Record excerpts START

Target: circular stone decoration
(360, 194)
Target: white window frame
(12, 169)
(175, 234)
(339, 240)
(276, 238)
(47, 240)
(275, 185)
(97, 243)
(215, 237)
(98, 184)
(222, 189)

Record excerpts END

Restate the data above in full, keeping every word as it is.

**Task response:**
Target: circular stone decoration
(360, 194)
Target: white window frame
(12, 169)
(175, 234)
(339, 240)
(276, 238)
(47, 240)
(275, 185)
(97, 243)
(215, 237)
(98, 184)
(222, 189)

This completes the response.